- **What you are asked to do**:
Copy the data exactly, line for line.

Data excerpts:
--- START ---
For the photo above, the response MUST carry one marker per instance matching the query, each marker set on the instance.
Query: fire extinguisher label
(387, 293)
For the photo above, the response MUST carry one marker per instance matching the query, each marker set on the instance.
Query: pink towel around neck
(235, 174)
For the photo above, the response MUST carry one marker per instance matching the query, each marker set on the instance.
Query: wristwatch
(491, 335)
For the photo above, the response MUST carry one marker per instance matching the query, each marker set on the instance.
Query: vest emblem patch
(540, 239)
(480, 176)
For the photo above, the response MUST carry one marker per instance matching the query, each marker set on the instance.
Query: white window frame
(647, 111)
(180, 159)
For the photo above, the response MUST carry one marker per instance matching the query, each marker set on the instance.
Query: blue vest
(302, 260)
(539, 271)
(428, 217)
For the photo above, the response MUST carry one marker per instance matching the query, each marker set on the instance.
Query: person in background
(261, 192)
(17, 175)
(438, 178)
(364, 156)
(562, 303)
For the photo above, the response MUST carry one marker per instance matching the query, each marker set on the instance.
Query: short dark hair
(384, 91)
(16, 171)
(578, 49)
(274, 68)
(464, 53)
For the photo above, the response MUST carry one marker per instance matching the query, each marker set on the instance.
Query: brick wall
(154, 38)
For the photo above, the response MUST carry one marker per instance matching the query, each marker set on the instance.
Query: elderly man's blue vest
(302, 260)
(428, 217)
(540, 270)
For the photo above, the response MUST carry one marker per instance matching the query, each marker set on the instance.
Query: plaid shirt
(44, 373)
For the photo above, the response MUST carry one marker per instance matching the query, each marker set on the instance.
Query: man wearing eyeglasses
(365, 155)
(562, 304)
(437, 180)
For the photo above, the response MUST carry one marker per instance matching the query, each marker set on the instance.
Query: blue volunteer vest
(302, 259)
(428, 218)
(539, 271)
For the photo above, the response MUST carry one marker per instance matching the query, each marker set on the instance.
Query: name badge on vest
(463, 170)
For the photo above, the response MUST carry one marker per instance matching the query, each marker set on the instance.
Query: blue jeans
--- END ---
- **Answer section**:
For the photo above, the response MUST carry one marker per instance matching the query, each marker set on the instance.
Query: fire extinguisher label
(387, 293)
For the photo above, the response MUST carry one marker per instance matching the query, each marker set on the instance.
Query: pink towel around neck
(235, 174)
For the photo above, the response MUST carry one marker per instance matching the query, each marker set on the instance.
Query: wristwatch
(491, 335)
For the photo above, the response MUST carry one marker per instance matching the query, each marker set on the instance.
Query: vest emblem patch
(540, 239)
(480, 176)
For the photo above, the response MUST carry one marker per instance matching the query, each marker set on the instance.
Query: white window frame
(647, 111)
(180, 159)
For the photo above, the response MUST carry one marker per instance matching the query, each marker set on the instance.
Query: blue vest
(302, 260)
(539, 271)
(428, 217)
For the photo above, the response MUST carry one marker per instance matching the query, each marker set on the instance.
Query: person in background
(261, 192)
(17, 175)
(438, 178)
(364, 156)
(562, 303)
For the photo above, the response MUST carry one marker per instance matching the query, each marker set on the instance.
Query: short dark hair
(384, 91)
(16, 171)
(578, 49)
(274, 68)
(464, 53)
For the photo above, the response MUST carry one marker per instance matching the query, each marker set on the instance.
Query: brick wall
(154, 38)
For the photo above, the response MUST carry one marker per instance matching the query, each marker set on the instance.
Query: elderly man's blue vest
(302, 260)
(428, 217)
(540, 270)
For the photo above, the response MUST carry one marker per instance matching the query, each marker set on the instance.
Query: plaid shirt
(44, 373)
For the photo above, the response MUST carry one marker per instance matching the query, each marker set on the instance.
Query: man wearing eyeglasses
(365, 155)
(562, 304)
(437, 180)
For the photo above, the response MUST carry one marker per instance matching the query, each marker set on the instance.
Query: blue volunteer vest
(302, 259)
(428, 218)
(539, 271)
For the photo above, the response MUST carry one marker per instance matching the query, each marker set on the instance.
Query: name badge on vest
(463, 170)
For the photo above, the response MUST carry one marker per instance matching the query, each marker set on the instance.
Query: blue jeans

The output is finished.